Input records ▸
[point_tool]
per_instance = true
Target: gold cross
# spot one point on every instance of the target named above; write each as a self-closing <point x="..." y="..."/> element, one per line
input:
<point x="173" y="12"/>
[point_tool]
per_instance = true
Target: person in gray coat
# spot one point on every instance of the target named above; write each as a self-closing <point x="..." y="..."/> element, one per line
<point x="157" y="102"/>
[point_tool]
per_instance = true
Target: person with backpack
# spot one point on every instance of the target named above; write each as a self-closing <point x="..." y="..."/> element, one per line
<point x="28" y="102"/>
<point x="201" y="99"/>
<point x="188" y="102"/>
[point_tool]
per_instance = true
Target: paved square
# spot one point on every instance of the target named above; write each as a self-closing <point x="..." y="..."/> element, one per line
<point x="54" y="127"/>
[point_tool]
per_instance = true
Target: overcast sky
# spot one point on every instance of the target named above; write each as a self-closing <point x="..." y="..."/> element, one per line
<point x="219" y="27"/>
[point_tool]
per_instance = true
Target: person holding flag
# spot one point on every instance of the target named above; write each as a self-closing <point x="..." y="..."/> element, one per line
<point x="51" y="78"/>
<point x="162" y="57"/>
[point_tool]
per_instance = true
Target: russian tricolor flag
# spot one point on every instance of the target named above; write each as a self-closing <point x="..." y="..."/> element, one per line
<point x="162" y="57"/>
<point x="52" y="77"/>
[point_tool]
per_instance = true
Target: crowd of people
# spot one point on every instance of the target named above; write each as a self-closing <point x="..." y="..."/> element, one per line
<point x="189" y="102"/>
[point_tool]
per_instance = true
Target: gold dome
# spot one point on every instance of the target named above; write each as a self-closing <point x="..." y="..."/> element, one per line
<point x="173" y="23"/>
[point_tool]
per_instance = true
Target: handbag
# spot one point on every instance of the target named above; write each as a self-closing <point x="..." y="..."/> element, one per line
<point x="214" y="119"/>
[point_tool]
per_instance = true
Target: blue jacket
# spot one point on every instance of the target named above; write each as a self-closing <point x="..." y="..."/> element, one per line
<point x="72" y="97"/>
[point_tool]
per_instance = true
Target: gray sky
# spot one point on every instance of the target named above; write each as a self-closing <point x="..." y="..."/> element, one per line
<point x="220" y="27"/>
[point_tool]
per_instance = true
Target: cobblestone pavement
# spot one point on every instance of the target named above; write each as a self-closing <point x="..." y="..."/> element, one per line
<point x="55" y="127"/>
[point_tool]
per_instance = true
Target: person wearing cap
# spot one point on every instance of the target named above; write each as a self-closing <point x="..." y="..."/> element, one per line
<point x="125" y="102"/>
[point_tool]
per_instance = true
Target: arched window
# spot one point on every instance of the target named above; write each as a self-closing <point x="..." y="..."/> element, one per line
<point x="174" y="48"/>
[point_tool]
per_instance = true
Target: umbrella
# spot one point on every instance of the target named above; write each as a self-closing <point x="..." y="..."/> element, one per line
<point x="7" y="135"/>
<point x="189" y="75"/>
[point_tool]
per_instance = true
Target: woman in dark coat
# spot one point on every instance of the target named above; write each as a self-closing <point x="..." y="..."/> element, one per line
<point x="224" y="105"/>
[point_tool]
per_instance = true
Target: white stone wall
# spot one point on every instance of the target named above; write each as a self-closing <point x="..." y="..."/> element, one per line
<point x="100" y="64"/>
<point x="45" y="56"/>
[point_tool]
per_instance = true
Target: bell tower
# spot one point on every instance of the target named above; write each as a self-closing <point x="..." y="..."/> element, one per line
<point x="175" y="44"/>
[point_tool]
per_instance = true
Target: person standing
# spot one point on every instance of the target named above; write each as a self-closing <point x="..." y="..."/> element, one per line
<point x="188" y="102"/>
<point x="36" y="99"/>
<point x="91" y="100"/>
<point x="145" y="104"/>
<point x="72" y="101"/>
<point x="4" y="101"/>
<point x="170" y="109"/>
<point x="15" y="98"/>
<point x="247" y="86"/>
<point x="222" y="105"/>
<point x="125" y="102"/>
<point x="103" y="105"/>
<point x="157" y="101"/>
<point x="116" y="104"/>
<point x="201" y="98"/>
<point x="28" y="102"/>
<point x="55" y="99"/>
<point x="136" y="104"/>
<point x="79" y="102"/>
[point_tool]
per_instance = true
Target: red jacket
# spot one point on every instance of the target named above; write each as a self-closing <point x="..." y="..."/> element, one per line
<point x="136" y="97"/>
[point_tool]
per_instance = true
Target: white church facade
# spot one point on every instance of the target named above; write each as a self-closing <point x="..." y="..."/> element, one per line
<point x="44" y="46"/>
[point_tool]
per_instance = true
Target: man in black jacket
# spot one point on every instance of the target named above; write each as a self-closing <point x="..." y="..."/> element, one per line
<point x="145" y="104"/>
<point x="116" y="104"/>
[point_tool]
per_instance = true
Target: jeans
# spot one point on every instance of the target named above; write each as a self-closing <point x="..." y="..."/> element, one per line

What needs to be done ▸
Please print the material above exactly as it appears, from its first line through the line containing "Target: person in gray coat", inclusive, and stop there.

Result ▸
[point_tool]
per_instance = true
Target: gold cross
# spot one point on every instance of the target named above; write each as a self-closing <point x="..." y="..."/> element, one per line
input:
<point x="173" y="12"/>
[point_tool]
per_instance = true
Target: person in gray coat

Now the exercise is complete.